MATERIAL SHOWN:

----

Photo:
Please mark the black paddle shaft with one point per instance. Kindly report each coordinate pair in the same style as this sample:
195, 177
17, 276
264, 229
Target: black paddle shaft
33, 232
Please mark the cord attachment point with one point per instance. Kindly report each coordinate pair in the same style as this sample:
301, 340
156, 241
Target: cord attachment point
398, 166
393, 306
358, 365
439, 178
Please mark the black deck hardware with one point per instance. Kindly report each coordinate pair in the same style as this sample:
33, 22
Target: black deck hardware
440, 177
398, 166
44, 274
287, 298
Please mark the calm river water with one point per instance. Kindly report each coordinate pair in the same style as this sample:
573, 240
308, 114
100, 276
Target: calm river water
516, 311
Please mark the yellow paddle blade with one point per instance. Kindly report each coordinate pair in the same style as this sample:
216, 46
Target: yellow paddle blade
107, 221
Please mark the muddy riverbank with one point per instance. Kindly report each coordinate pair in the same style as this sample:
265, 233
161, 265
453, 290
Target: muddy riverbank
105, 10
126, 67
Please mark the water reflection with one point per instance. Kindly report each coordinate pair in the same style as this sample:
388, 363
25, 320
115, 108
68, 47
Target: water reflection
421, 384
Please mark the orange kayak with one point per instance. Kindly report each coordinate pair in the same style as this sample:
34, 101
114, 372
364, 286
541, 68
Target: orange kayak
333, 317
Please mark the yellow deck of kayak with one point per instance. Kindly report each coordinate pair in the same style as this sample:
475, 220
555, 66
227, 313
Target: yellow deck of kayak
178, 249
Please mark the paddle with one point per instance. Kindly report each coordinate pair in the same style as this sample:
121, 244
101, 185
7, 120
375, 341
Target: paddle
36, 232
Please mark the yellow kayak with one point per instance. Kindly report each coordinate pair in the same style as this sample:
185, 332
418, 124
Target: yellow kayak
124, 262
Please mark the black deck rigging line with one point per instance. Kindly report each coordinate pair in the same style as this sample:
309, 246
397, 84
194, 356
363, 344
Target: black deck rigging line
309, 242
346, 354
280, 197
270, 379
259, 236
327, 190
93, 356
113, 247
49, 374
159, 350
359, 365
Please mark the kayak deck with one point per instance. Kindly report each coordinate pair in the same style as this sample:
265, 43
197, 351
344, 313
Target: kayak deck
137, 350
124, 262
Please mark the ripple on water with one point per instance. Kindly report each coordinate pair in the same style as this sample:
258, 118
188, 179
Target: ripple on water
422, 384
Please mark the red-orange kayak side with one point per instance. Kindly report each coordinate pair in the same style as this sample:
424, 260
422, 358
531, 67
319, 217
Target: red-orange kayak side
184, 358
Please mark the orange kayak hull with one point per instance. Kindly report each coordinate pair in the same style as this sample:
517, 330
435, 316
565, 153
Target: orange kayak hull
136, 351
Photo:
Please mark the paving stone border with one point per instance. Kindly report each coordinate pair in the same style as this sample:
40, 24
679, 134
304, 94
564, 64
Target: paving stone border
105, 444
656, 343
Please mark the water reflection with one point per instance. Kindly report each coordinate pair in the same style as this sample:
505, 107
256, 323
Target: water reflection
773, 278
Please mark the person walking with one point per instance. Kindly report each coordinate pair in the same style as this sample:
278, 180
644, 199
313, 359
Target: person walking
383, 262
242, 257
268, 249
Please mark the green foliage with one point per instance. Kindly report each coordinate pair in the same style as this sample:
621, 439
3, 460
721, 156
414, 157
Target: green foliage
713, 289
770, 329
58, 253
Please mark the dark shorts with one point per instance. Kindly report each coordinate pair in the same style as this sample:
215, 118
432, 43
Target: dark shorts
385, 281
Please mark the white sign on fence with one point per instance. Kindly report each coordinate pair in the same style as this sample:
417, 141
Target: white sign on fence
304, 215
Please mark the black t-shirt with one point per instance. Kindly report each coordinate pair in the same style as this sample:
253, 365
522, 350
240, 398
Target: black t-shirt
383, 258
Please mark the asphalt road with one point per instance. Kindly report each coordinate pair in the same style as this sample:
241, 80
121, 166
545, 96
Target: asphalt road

----

PROBLEM REQUIREMENTS:
From the entries above, collect every line with the string "road" in it.

WRITTEN REPLY:
Please mark the asphalt road with one point per instance. Kindly report each coordinate pair in the same style as this sample:
Target: asphalt road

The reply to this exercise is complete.